▶ _Task details_
Please continue the passage on how the brain perceives objects such as chairs, picking up after its final sentence.

▶ _Given text_
Content starts
The three themes of this book are the relation of the brain’s structure to psychological function, the problem of how people perceive successfully in a world where evidence presented to the senses is rather degenerate and fragmentary, and the role of theory in understanding neural and mental processes.
We live in a world in which we perceive objects fulfilling particular functions that serve our purposes. A chair, for instance, is easily recognizable. It is an artificial, solid object in the outside world with a surface raised above the ground, and suitable for supporting the human bottom. It has a back against which a person’s back can rest while he or she is sitting. But a chair which we might see is also a mental construct: it is a mental representation of an object capable of supporting the sitting body.
Although phenomenally we seem to be able to experience such objects in the outside world with immediacy, we do not ‘sense’ them directly. We experience them via the mental representations we have of them. Expanding on this notion, it is possible to show that the world contains an indefinitely large number of objects which we would recognize as chairs, yet they are either in detail or in gross appearance different from one another. Furthermore, we can recognize chairs from an indefinitely large number of viewpoints, in an indefinitely large number of contexts, and with a very substantial degree of occlusion of the chair from our viewpoint. In fig. 1.1, for instance, we have no difficulty in recognizing a curved dark area which indicates the existence of a chair in this scene. Putting it another way, what is presented to our sensory receptors is fragmentary, and very different from the interpretations which constitute our experience and which are in terms not of signals from the retina, or fragments of lines, but in terms of solid objects in the world. No finite set of retinal patterns would specify the class of chairs, yet with a finite brain we do see definite chairs.
Content ends
▶ _Supplied entries_
Content starts
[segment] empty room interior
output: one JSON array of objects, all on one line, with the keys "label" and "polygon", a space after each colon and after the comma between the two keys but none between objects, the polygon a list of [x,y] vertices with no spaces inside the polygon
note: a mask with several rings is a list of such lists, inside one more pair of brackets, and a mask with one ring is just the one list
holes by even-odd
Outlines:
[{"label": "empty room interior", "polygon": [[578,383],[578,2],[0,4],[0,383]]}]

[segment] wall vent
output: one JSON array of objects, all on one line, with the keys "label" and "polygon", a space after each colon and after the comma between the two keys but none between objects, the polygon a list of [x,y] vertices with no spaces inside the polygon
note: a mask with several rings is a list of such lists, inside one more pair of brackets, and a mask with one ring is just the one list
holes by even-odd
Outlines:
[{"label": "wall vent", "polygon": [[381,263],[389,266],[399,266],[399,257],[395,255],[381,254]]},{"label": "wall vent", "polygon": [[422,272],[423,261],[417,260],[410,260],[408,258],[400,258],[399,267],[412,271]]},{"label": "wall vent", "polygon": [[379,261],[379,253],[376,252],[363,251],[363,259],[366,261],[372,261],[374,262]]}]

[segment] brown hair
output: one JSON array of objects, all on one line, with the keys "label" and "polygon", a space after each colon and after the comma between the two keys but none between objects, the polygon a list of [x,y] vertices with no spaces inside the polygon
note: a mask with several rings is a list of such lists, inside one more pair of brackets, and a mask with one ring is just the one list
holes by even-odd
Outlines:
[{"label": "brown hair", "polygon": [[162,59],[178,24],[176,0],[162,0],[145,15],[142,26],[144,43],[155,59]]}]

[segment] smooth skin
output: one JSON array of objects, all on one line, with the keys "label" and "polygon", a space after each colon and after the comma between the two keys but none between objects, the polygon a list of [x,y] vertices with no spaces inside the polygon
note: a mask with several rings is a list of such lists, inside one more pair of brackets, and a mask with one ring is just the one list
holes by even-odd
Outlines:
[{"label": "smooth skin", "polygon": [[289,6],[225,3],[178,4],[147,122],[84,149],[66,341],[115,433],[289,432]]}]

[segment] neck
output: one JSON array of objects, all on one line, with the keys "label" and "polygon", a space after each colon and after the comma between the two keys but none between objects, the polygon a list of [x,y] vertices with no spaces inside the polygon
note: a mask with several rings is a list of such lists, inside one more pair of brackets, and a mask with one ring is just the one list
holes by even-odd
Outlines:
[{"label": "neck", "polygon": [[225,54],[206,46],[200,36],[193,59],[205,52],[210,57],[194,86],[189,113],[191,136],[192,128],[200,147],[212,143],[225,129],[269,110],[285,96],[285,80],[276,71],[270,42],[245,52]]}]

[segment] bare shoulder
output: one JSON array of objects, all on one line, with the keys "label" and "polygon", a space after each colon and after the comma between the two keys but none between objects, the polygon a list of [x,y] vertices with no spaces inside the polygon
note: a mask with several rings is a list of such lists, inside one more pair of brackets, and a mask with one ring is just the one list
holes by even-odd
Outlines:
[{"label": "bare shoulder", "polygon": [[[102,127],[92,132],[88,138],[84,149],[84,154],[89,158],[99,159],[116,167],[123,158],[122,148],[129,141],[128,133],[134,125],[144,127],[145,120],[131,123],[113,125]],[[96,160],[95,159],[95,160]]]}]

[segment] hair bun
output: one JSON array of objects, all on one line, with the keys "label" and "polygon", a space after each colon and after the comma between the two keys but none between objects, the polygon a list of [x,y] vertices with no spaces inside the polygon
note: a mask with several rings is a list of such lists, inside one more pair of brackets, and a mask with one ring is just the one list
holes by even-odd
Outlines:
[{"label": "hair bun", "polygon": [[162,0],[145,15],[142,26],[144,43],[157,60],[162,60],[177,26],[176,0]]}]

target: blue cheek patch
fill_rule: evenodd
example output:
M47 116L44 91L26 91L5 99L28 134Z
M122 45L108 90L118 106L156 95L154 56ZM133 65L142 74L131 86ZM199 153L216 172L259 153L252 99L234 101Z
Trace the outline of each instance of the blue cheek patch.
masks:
Content ends
▶ _Answer space_
Figure 1.1 Fragmentary evidence and context allow us to recognise a chair in this scene.
This kind of puzzling difference between what seems to be the domain of our retinal images and the world of our mental awareness may make one wonder whether ideas are more real than the sensory appearances of the material world. These sensory appearances are at best degenerate facsimiles of reality. Certainly any particular retinal image of a chair from a particular viewpoint is for us a degenerate facsimile, a fleeting two-dimensional projection on the retina of a three-dimensional object. Yet our perception of a particular chair is not of the chair’s image, but of the chair, and is such that we know a great deal about it, whether it would be comfortable, hard or soft, cheap or expensive, what it would look like from the other side and so on.
Plato in book VII of The Republic (e.g. edited by Hamilton and Cairns, 1961) has a simile of man’s predicament. Living consciously in a world of ideas yet physically in a world of appearances, people are like men in a cave; fettered with their eyes looking at one wall, and with their backs to a fire which casts shadows of themselves and of various objects on the wall in front of them. They might see ‘men carrying past the wall implements of all kinds … and human images and shapes of animals as well’. The point Plato wanted to make from this was that the men in the cave think the shadows (which correspond to the degenerate appearances in the physical world) are reality. In Plato’s simile people have to become freed of their fetters, constraining them to look at the shadows, and force their minds to the bright but painful glare of light at the cave’s entrance and make a long difficult journey upwards and out of the cave to the daylight where they can see the real world.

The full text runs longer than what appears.